* Begin Data for the task *
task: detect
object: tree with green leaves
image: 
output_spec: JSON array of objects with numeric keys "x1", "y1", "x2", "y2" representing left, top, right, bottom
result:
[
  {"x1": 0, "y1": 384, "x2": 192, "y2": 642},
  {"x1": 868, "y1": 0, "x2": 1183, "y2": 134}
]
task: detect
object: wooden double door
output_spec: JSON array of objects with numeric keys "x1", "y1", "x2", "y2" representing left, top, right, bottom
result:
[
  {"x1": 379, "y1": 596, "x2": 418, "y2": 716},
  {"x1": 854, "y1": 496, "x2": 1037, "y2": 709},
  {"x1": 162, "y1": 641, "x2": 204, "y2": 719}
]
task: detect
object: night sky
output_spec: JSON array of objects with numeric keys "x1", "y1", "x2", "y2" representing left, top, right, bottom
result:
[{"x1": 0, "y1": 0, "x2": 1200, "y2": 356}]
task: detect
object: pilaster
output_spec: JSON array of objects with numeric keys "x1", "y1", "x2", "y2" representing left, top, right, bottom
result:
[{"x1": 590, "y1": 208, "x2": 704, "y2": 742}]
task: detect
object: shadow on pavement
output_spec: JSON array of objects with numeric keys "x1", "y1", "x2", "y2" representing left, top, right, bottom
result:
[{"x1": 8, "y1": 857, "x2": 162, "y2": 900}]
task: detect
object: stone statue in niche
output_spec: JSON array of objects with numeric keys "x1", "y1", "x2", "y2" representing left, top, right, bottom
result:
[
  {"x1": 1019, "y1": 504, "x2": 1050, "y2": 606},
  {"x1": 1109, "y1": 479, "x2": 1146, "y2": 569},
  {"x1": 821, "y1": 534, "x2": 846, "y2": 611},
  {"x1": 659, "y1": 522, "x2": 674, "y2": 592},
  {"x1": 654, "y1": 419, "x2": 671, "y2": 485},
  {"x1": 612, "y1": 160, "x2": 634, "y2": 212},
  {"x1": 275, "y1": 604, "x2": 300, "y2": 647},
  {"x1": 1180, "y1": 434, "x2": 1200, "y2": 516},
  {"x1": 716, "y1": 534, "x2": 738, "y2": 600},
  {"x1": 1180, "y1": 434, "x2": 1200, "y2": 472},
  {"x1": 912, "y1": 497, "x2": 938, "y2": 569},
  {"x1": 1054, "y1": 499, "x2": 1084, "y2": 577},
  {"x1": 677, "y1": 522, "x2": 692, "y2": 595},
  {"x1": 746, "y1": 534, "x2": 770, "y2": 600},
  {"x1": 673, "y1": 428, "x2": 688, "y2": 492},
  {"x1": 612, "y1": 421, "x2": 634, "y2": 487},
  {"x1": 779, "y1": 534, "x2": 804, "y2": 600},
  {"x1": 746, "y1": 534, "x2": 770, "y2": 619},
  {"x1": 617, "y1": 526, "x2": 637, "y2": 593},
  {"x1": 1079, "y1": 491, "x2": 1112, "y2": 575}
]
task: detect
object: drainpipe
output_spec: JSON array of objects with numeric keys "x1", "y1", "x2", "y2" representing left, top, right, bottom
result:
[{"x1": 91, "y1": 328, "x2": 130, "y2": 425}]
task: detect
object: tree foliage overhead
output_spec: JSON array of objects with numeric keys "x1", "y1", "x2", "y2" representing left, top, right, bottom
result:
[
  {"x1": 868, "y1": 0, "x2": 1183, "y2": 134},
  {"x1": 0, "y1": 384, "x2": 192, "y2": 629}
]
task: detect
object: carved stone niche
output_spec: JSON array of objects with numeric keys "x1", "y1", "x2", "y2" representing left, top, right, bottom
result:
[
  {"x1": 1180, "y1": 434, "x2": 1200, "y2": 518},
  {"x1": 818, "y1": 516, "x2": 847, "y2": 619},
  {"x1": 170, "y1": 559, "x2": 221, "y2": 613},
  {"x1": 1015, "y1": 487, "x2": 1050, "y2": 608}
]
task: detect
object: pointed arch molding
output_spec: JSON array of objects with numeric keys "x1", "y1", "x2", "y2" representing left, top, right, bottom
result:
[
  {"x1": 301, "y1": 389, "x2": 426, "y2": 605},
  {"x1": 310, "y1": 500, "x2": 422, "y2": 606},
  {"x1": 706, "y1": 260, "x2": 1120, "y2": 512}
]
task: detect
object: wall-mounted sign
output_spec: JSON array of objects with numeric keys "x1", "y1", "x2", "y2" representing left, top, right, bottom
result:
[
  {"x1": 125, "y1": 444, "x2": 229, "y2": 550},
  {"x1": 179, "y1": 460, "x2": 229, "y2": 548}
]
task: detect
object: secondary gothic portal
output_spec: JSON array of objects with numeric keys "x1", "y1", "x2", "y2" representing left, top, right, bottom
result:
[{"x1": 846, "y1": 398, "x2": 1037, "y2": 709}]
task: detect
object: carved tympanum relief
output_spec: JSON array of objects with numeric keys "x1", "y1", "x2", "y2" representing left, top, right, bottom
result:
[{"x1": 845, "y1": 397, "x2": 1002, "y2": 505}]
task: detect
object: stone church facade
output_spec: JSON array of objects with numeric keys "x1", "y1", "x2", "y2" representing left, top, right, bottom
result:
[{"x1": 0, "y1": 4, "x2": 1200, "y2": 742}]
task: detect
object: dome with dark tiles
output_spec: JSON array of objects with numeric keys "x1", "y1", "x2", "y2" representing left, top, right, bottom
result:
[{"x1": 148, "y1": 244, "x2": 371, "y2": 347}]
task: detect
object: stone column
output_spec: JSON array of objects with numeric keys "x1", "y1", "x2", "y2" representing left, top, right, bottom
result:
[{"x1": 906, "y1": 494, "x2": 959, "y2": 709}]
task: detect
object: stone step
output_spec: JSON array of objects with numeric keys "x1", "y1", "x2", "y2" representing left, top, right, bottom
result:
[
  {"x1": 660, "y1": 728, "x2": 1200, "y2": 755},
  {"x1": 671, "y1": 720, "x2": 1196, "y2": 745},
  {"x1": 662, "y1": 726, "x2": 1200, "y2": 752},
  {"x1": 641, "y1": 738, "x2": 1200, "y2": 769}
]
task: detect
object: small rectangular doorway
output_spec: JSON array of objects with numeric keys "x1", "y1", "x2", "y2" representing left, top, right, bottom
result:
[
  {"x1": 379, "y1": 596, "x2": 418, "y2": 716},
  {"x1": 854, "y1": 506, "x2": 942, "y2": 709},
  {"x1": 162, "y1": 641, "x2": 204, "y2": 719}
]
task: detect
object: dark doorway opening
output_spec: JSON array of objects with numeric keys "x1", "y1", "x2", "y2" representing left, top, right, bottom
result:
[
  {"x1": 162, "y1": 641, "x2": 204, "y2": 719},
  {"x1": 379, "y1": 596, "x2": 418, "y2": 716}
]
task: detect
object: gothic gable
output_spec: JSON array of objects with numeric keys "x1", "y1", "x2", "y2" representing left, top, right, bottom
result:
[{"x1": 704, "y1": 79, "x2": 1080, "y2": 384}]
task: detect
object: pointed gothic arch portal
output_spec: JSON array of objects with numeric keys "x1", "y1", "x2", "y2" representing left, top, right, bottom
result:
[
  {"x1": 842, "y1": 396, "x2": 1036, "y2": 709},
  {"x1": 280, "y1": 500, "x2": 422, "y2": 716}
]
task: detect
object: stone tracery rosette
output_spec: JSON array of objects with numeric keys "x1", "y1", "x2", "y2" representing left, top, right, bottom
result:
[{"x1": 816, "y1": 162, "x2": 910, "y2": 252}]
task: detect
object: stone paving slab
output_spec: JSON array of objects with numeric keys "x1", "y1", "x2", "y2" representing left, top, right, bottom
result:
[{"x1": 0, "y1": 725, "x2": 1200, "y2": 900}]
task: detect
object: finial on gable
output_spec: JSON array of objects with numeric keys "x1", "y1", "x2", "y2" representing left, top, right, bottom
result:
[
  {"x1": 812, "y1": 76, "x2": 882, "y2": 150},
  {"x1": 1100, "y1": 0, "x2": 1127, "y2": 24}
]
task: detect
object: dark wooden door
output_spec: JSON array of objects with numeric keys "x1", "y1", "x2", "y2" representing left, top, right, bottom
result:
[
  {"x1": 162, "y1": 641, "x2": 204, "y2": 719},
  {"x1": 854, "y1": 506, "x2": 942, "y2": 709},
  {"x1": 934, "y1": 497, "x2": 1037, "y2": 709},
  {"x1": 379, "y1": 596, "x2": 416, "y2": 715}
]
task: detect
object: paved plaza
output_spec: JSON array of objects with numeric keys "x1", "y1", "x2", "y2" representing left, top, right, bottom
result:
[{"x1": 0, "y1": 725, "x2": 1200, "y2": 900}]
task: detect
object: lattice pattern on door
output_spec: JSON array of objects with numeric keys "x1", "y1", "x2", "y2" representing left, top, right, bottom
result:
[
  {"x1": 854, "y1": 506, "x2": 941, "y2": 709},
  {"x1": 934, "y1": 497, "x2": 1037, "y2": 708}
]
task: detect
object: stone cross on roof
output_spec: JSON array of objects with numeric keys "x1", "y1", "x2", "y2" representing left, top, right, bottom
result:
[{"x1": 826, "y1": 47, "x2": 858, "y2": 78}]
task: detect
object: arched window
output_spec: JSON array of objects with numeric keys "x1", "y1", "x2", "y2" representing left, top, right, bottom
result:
* End Data for the task *
(Set exercise)
How many lines in the rows above contain the string "niche"? Reply with the number alone.

(Solution below)
2